### [Activity]
For the string "bowl", count the lines in the records below that contain it. Answer with that number alone.

Stored data
------
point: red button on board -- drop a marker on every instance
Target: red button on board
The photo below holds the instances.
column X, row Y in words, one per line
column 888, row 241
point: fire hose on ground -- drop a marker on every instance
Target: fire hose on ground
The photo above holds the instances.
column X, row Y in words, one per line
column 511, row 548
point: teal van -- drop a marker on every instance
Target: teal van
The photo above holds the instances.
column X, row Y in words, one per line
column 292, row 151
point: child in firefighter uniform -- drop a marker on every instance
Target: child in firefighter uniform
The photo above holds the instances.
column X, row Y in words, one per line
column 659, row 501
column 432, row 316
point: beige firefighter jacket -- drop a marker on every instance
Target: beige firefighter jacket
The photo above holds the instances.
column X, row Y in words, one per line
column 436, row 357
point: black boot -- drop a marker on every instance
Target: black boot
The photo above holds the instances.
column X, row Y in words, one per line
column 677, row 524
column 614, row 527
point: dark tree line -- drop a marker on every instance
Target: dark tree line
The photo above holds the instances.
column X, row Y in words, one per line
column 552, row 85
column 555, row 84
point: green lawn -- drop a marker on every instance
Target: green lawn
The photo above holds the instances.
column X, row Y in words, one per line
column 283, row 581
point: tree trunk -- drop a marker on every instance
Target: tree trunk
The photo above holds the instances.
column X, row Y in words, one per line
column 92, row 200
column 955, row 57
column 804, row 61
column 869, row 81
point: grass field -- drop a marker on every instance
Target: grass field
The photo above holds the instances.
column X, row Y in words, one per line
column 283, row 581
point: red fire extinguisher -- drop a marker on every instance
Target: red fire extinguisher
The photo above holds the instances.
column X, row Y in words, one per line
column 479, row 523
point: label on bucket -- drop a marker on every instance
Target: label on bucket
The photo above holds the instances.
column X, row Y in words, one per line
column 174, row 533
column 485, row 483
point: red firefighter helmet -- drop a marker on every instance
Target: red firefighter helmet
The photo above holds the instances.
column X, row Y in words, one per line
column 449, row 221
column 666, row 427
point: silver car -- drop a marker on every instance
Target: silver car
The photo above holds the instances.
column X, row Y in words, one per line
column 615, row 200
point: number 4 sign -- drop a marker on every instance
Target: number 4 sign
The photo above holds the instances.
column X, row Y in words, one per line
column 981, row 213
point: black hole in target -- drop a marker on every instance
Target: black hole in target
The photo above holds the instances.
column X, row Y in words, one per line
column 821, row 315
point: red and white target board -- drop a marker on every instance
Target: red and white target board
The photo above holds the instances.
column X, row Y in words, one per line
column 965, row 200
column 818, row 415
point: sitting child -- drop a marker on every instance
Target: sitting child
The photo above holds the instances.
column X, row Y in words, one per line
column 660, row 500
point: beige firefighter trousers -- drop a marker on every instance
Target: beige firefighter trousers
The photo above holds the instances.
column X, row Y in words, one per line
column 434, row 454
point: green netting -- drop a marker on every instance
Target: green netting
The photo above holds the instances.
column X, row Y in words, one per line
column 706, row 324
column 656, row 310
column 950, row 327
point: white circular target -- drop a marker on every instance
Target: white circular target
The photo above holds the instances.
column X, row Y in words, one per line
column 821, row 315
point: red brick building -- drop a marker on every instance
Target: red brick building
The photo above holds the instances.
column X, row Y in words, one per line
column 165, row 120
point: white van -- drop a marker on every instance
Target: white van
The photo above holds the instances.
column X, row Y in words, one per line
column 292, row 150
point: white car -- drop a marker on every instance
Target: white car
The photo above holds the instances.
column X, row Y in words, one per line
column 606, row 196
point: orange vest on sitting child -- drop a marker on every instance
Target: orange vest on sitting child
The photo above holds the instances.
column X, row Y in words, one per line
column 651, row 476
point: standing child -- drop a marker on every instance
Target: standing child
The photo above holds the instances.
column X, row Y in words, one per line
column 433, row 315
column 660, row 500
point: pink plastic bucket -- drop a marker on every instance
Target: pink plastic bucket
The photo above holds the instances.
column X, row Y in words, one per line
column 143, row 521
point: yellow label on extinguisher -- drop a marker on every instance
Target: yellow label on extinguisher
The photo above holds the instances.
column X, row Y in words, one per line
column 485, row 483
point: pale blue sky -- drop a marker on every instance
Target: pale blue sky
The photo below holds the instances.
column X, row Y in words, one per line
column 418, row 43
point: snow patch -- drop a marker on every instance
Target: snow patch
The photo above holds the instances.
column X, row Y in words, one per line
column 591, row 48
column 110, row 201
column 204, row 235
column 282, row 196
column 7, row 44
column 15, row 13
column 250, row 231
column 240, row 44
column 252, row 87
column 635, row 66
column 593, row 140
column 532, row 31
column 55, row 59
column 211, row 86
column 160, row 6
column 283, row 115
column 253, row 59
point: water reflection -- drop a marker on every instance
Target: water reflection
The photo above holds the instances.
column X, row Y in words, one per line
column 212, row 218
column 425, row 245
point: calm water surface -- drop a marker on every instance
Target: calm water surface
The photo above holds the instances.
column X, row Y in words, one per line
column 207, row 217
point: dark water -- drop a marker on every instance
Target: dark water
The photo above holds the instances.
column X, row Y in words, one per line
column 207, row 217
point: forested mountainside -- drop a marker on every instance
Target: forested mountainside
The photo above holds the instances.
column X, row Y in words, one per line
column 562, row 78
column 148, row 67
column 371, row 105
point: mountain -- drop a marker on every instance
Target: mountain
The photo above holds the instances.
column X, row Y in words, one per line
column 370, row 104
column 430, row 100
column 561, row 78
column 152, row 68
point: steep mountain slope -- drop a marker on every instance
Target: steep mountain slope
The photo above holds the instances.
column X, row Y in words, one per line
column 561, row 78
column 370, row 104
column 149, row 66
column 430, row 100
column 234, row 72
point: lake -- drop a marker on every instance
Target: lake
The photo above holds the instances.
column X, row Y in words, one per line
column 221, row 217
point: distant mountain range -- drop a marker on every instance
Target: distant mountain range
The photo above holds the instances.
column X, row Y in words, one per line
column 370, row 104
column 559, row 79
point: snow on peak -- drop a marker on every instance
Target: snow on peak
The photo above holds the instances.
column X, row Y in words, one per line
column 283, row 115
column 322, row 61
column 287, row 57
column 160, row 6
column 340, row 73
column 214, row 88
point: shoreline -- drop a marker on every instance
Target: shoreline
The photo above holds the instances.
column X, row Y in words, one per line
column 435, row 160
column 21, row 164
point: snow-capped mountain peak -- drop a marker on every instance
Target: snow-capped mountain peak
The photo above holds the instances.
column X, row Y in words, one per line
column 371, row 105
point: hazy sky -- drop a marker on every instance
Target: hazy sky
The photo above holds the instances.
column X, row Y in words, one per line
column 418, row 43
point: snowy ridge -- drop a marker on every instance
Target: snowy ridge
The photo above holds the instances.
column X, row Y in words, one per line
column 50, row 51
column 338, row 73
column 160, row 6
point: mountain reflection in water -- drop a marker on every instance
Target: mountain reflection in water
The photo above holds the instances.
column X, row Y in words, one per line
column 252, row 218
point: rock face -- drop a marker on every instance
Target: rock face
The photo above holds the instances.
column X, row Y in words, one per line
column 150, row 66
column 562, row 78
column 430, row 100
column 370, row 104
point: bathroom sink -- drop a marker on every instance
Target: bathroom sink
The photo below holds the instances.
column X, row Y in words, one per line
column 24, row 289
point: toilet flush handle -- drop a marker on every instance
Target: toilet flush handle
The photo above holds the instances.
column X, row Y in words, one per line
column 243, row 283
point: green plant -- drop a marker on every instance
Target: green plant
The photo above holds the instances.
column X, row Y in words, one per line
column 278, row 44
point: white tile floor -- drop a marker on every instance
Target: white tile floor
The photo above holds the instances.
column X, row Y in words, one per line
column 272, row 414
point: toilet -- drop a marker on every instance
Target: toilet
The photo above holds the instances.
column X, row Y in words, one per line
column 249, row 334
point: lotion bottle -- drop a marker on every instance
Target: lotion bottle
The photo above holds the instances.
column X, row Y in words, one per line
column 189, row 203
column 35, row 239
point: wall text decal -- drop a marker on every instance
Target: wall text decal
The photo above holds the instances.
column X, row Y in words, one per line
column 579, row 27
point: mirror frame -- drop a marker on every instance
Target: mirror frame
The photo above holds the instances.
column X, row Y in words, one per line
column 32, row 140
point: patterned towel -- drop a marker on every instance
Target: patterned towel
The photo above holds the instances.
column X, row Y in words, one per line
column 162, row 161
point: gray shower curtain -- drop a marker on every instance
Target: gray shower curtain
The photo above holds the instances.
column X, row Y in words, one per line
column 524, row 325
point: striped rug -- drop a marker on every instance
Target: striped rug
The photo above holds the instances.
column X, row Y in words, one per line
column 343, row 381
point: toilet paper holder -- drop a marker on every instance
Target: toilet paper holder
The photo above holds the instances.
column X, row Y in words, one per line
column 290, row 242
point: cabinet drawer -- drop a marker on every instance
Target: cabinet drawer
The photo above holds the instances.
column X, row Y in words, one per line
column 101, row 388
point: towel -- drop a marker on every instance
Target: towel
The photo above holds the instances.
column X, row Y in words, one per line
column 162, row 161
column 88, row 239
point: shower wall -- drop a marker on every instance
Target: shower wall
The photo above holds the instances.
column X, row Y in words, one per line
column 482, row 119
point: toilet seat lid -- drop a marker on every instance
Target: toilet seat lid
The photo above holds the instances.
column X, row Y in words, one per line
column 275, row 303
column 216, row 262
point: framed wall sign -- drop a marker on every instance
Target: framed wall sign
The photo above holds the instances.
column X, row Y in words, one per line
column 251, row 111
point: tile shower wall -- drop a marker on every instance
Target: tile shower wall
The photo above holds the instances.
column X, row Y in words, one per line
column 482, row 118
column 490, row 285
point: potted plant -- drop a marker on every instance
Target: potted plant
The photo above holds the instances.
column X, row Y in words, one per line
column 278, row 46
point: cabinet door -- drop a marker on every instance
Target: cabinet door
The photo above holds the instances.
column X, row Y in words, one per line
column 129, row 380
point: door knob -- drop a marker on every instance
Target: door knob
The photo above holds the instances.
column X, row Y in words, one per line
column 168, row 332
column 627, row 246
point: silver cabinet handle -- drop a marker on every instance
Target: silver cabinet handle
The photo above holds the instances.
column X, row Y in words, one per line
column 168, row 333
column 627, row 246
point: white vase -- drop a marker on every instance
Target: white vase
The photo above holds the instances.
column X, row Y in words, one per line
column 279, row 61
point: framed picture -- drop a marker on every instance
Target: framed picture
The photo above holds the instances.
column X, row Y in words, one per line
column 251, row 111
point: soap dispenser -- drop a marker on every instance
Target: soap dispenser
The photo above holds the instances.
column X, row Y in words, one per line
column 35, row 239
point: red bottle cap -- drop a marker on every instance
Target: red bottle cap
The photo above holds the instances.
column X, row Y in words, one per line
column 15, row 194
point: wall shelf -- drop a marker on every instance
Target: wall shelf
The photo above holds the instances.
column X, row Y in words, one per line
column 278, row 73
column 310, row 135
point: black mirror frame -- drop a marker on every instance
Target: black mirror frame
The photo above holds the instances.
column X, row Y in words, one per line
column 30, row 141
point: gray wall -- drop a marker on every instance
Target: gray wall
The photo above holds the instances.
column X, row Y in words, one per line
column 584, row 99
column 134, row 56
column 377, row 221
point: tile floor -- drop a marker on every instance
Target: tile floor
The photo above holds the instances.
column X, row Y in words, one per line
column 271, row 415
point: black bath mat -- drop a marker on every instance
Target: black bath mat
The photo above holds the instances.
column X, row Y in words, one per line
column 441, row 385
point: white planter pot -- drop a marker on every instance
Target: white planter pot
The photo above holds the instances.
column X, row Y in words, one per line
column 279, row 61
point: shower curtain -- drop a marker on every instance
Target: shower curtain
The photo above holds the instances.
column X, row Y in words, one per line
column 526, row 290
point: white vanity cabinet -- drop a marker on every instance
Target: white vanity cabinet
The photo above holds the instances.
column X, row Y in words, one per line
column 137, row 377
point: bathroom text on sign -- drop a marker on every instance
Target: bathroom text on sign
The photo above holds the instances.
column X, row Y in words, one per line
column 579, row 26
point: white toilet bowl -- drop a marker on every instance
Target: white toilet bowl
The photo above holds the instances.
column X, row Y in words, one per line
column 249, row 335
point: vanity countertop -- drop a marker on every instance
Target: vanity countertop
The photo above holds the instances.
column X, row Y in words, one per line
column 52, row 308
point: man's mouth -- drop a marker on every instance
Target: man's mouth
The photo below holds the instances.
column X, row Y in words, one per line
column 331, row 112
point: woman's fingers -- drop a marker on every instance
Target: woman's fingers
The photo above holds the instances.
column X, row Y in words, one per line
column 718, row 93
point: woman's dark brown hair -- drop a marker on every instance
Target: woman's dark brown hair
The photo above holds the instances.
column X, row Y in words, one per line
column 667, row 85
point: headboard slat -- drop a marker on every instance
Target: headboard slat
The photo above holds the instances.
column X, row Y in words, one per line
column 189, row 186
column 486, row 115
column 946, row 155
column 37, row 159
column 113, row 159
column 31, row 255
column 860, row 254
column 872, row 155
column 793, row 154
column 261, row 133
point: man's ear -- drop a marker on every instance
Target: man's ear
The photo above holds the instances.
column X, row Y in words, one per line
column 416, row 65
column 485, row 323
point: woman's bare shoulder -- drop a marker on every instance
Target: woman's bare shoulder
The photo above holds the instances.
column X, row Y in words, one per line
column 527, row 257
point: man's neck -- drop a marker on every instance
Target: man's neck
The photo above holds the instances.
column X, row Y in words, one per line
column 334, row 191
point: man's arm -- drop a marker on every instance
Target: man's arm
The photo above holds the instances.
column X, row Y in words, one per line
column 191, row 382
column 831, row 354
------
### [Answer space]
2